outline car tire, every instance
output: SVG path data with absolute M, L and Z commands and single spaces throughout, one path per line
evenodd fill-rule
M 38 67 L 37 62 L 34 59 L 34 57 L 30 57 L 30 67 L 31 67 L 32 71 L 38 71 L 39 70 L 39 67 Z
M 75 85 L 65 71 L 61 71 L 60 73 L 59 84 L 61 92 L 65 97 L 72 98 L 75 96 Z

□ □ □ □ □ □ □

### Your task
Output all entries exactly as given above.

### Result of this task
outline car tire, every instance
output: SVG path data with absolute M, L and Z commands and single spaces throughout, one path per line
evenodd fill-rule
M 38 67 L 37 62 L 34 59 L 34 57 L 30 57 L 30 67 L 31 67 L 32 71 L 38 71 L 39 70 L 39 67 Z
M 75 85 L 65 71 L 61 71 L 60 73 L 59 84 L 61 92 L 65 97 L 72 98 L 75 96 Z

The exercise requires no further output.